=== Text ===
########
The report prepared for the section 387 supplemental petition recommended no more services be provided mother, who had already exceeded the maximum allotted amount of services. Mother was now back in inpatient treatment and, after a blackout period, was again allowed to visit with Elena. While mother’s interactions with Elena were generally good, there were times when Elena cried for long periods and mother could not console her. Elena did stop crying and seemed at ease when she was returned to the foster parent.
On October 25, 2016, Veronica was approved to regain placement of Elena, and the child was returned to her the following day.
On January 10, 2017, the juvenile court found the section 387 supplemental petition true, again removed Elena from mother’s custody, and declined to offer further services. A section 366.26 hearing was set for April 11, 2017.
Section 366.26 Selection and Implementation Hearing
The report prepared in anticipation of the section 366.26 hearing recommended termination of parental rights and the permanent plan of adoption of Elena by paternal aunt Veronica as the preferred plan. Elena was healthy and her growth had caught up with her age. She was diagnosed with speech delays and eligible for regional center services. Veronica wished to adopt Elena if given the opportunity to do so. Veronica had been meeting Elena’s needs for her entire life and wished to continue doing so.
Mother’s monthly visits were mostly going well, although Elena cried for an extended time at one of the visits.
At the May 22, 2017, section 366.26 hearing, mother provided no testimony, but made an offer of proof that she loved Elena, had not missed a visit, and at the beginning of visits, Elena would greet her with a smile and say, “mommy, mommy.” During visits, the two played with toys, some educational. Mother did not wish to lose her parental rights and wanted another chance to be “Elena’s mother.” Father, through an offer of proof, consented to the current placement.
The juvenile court found that, while it was a “sad outcome” for mother and father, it was reassuring to know Elena was with someone whom she was familiar with and loved her. The juvenile court then approved the adoption findings and recommendations of the agency, terminating mother and father’s parental rights.
DISCUSSION
Mother does not dispute that Elena was adoptable. Instead, she argues her parental rights were wrongly terminated because the juvenile court failed to apply the parent-child beneficial relationship exception to adoption. We disagree.
########
=== Supplied entries ===
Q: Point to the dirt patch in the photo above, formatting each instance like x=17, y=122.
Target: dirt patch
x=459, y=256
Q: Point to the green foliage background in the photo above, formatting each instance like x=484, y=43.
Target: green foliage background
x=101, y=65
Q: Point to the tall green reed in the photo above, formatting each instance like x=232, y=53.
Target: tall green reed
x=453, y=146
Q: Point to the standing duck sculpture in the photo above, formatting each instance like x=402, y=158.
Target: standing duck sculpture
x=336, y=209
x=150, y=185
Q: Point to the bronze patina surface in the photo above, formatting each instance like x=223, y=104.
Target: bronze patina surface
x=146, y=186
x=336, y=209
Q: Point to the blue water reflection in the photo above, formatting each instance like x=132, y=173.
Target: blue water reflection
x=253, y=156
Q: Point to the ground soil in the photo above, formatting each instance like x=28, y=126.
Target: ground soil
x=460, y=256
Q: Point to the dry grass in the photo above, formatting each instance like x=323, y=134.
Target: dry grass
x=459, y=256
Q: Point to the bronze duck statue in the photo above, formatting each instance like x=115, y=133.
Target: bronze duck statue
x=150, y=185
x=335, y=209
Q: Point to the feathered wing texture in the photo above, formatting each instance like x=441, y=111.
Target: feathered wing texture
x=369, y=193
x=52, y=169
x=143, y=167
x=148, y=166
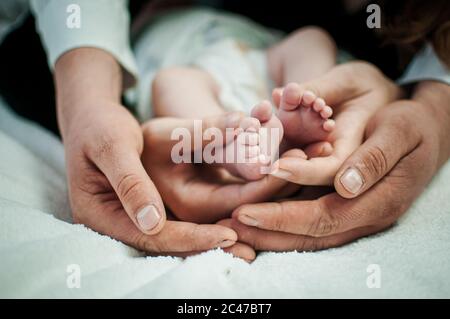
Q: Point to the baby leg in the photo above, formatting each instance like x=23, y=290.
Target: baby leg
x=192, y=93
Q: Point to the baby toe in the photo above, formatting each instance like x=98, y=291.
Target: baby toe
x=291, y=97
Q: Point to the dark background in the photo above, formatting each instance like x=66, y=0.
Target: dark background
x=26, y=82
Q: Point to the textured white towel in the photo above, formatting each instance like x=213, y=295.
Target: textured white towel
x=37, y=243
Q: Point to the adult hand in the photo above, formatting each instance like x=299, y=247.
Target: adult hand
x=407, y=142
x=355, y=91
x=109, y=189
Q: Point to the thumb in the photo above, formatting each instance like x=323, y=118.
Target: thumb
x=137, y=193
x=387, y=145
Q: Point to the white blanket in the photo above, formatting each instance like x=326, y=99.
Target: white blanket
x=38, y=244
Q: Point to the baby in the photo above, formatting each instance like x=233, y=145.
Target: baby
x=196, y=63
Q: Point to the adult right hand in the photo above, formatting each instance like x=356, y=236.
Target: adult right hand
x=109, y=189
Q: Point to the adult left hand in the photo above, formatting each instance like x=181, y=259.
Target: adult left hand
x=406, y=143
x=200, y=193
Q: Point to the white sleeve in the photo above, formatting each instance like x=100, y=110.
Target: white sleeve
x=425, y=66
x=104, y=24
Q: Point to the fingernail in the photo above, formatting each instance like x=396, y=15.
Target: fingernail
x=352, y=180
x=148, y=217
x=247, y=220
x=226, y=243
x=281, y=173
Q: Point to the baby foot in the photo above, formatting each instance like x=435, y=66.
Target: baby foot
x=256, y=145
x=305, y=117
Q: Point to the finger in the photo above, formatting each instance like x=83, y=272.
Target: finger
x=375, y=157
x=276, y=96
x=167, y=132
x=137, y=193
x=242, y=251
x=340, y=84
x=320, y=149
x=261, y=239
x=179, y=237
x=236, y=194
x=239, y=250
x=330, y=214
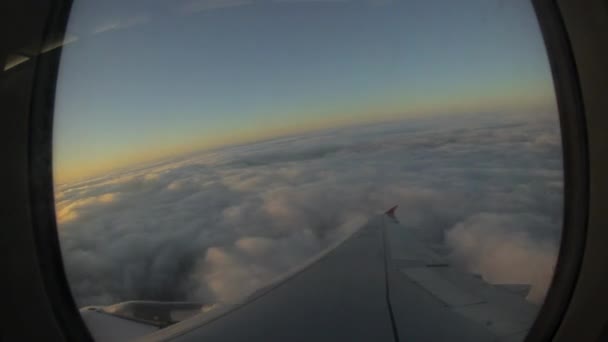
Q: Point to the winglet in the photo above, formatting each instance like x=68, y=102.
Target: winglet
x=391, y=212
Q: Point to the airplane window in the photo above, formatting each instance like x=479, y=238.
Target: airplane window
x=218, y=160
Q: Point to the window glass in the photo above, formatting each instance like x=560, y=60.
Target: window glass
x=203, y=148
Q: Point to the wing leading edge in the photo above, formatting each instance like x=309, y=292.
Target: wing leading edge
x=380, y=284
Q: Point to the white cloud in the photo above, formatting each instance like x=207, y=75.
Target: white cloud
x=215, y=226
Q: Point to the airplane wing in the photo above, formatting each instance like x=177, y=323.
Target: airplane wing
x=382, y=283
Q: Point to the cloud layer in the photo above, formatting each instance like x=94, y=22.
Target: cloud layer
x=217, y=225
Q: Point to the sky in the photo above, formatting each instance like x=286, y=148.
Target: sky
x=215, y=226
x=143, y=80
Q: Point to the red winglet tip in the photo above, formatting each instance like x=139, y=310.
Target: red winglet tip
x=391, y=211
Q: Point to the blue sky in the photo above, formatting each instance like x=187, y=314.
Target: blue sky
x=149, y=78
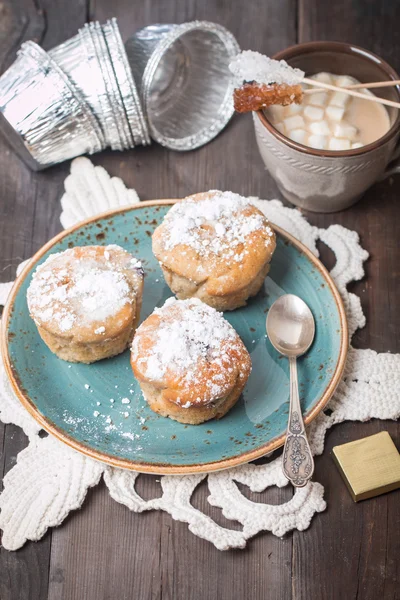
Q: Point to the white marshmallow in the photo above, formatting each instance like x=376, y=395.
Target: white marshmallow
x=338, y=144
x=335, y=113
x=345, y=81
x=318, y=99
x=295, y=122
x=323, y=77
x=345, y=130
x=298, y=135
x=320, y=128
x=293, y=109
x=339, y=99
x=280, y=127
x=315, y=113
x=317, y=141
x=277, y=112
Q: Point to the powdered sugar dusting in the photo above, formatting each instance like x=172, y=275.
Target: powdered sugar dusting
x=253, y=66
x=73, y=289
x=188, y=335
x=214, y=225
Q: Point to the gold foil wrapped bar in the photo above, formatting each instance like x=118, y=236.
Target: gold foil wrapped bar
x=370, y=466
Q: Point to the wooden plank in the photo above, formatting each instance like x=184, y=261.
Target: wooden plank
x=358, y=541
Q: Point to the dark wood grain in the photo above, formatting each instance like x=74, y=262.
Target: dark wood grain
x=103, y=551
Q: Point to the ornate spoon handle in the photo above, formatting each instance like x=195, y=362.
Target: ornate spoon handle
x=298, y=463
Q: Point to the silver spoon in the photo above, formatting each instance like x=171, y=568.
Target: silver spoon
x=291, y=329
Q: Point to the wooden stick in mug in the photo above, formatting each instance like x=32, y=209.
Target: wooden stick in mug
x=335, y=88
x=358, y=86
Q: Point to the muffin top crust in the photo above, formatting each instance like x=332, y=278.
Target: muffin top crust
x=190, y=350
x=216, y=237
x=87, y=293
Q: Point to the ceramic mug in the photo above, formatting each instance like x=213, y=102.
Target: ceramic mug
x=326, y=180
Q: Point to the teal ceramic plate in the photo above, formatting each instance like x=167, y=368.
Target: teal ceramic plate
x=74, y=401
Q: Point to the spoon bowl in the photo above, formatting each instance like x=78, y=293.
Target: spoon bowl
x=291, y=330
x=290, y=325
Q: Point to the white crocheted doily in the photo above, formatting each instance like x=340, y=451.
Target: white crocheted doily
x=49, y=479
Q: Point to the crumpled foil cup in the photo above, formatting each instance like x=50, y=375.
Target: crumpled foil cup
x=126, y=83
x=43, y=115
x=186, y=86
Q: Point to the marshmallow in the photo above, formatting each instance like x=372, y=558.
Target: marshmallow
x=276, y=111
x=323, y=77
x=345, y=81
x=345, y=130
x=295, y=122
x=314, y=113
x=280, y=127
x=320, y=128
x=335, y=113
x=338, y=144
x=317, y=141
x=298, y=135
x=339, y=99
x=293, y=109
x=318, y=99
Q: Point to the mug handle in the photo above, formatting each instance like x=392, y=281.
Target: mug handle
x=393, y=167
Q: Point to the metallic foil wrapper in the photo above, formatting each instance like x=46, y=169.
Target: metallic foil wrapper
x=126, y=83
x=186, y=86
x=43, y=115
x=81, y=97
x=111, y=86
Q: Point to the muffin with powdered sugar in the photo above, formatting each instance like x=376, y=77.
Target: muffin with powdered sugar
x=190, y=363
x=215, y=246
x=86, y=301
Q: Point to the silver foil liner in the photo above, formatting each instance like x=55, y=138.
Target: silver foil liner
x=103, y=58
x=186, y=86
x=78, y=59
x=81, y=97
x=43, y=115
x=126, y=82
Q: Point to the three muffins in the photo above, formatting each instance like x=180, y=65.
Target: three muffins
x=190, y=363
x=215, y=246
x=86, y=302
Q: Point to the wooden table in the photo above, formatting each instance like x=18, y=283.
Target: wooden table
x=104, y=551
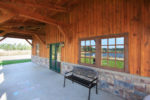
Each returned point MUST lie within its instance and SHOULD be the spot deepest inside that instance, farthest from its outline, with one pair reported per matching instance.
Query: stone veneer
(130, 87)
(40, 61)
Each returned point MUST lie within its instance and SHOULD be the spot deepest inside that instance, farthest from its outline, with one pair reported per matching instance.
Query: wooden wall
(101, 17)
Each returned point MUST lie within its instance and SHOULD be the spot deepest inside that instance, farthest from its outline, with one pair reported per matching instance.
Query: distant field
(110, 63)
(14, 52)
(6, 62)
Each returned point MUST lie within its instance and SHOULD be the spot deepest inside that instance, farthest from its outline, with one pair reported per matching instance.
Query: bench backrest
(86, 72)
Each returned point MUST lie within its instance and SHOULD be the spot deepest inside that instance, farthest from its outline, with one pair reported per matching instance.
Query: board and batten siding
(103, 17)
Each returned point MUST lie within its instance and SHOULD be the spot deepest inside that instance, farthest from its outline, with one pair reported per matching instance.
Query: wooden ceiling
(27, 18)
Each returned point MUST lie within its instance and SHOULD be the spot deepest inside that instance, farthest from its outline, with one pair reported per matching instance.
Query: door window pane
(111, 41)
(104, 41)
(120, 40)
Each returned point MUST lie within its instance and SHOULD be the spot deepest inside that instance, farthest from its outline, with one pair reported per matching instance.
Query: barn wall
(101, 17)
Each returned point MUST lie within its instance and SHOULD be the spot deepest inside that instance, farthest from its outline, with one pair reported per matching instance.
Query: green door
(55, 57)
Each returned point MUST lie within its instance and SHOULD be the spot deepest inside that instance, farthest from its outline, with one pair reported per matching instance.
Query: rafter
(2, 39)
(37, 36)
(8, 30)
(4, 33)
(5, 15)
(31, 14)
(49, 7)
(27, 33)
(20, 24)
(29, 42)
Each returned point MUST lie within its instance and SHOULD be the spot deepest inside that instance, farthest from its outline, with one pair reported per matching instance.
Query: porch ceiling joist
(29, 42)
(4, 33)
(36, 35)
(19, 24)
(50, 7)
(33, 14)
(2, 39)
(5, 15)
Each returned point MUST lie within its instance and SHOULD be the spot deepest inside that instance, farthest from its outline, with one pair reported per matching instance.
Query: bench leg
(89, 93)
(64, 81)
(96, 88)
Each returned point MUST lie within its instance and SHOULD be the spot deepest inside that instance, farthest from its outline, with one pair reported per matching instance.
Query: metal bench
(84, 76)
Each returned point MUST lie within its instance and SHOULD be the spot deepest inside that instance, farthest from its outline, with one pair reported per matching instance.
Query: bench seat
(84, 76)
(81, 81)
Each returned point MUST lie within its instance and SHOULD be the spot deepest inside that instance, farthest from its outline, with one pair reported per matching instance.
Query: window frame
(37, 49)
(98, 51)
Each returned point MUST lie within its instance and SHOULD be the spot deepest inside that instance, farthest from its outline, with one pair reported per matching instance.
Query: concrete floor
(28, 81)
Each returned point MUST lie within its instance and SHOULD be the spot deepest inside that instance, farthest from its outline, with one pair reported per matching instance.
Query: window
(112, 52)
(109, 52)
(37, 49)
(88, 51)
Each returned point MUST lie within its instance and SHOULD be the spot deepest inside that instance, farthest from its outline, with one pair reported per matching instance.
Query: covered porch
(34, 82)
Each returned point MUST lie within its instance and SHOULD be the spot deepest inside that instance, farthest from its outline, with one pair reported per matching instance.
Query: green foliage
(6, 62)
(15, 47)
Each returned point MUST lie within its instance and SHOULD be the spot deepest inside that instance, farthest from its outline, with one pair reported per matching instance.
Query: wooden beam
(4, 33)
(20, 24)
(21, 10)
(5, 15)
(2, 39)
(8, 30)
(29, 13)
(29, 42)
(50, 7)
(37, 36)
(13, 35)
(61, 30)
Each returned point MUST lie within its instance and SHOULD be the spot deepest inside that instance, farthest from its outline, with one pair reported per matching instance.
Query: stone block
(123, 84)
(148, 88)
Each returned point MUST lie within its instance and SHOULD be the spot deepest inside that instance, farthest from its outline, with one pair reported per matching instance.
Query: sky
(14, 40)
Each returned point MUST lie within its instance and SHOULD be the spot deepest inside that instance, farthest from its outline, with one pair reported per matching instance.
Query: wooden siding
(101, 17)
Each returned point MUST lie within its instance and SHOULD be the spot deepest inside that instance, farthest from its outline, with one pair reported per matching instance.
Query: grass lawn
(6, 62)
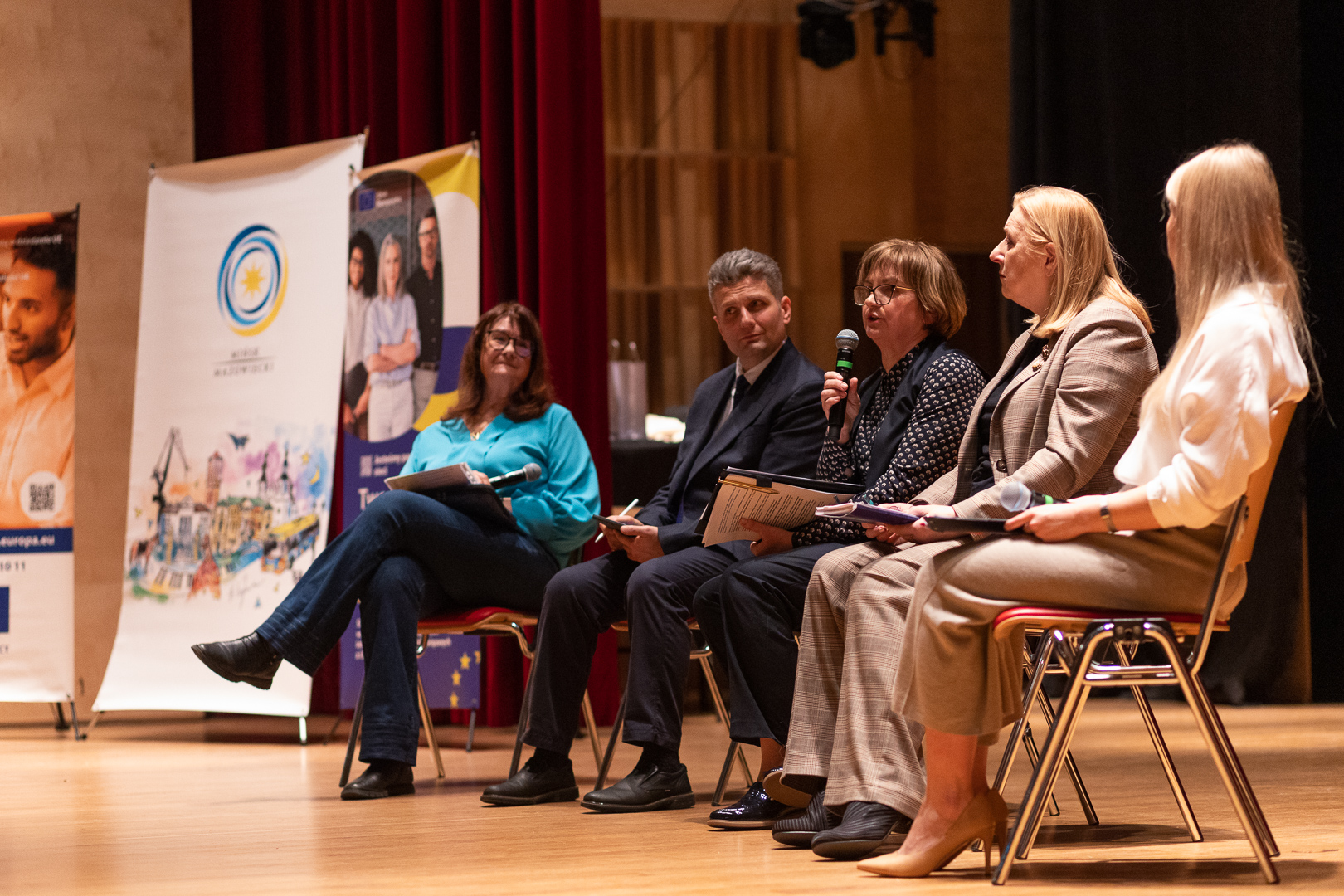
########
=== What this exercise asks ===
1. Copy the passage of the court opinion about Elena word for word, starting with "At the May 22, 2017, section" and going on through "the current placement.".
2. In the court opinion about Elena, on what date was Veronica approved to regain placement of the child?
3. Extend the court opinion about Elena, beginning right after its final sentence.

=== Answer section ===
1.
At the May 22, 2017, section 366.26 hearing, mother provided no testimony, but made an offer of proof that she loved Elena, had not missed a visit, and at the beginning of visits, Elena would greet her with a smile and say, “mommy, mommy.” During visits, the two played with toys, some educational. Mother did not wish to lose her parental rights and wanted another chance to be “Elena’s mother.” Father, through an offer of proof, consented to the current placement.

2. October 25, 2016.

3.
Beneficial Parent–Child Exception to Adoption
After reunification services are terminated, “‘the focus shifts to the needs of the child for permanency and stability.’ [Citation.]” (In re Celine R. (2003) 31 Cal.4th 45, 52 (Celine R.).) A hearing under section 366.26 is held to design and implement a permanent plan for the child. At a section 366.26 hearing, once the juvenile court finds by clear and convincing evidence that the child is likely to be adopted within a reasonable time, the court is required to terminate parental rights and select adoption as the permanent plan, unless the parent shows that termination of parental rights would be detrimental to the child under one of several statutory exceptions. (In re Bailey J. (2010) 189 Cal.App.4th 1308, 1314 (Bailey J.).) One of these statutory exceptions is the beneficial parent-child relationship exception to adoption, which applies when it would be detrimental to the child to terminate parental rights if “[t]he parents have maintained regular visitation and contact with the child and the child would benefit from continuing the relationship.” (§ 366.26, subd. (c)(1)(B)(i).)
The burden is on the party seeking to establish the beneficial relationship exception to produce evidence establishing the exception is applicable. (Bailey J., supra, 189 Cal.App.4th at p. 1314.) Once the juvenile court finds that a parent has met his or her burden to establish the requirements of the beneficial relationship exception, the juvenile court must choose a permanent plan other than adoption if it finds the beneficial relationship to be “a compelling reason for determining that termination would be detrimental to the child.” (§ 366.26, subd. (c)(1)(B); see Bailey J., supra, at p. 1315.)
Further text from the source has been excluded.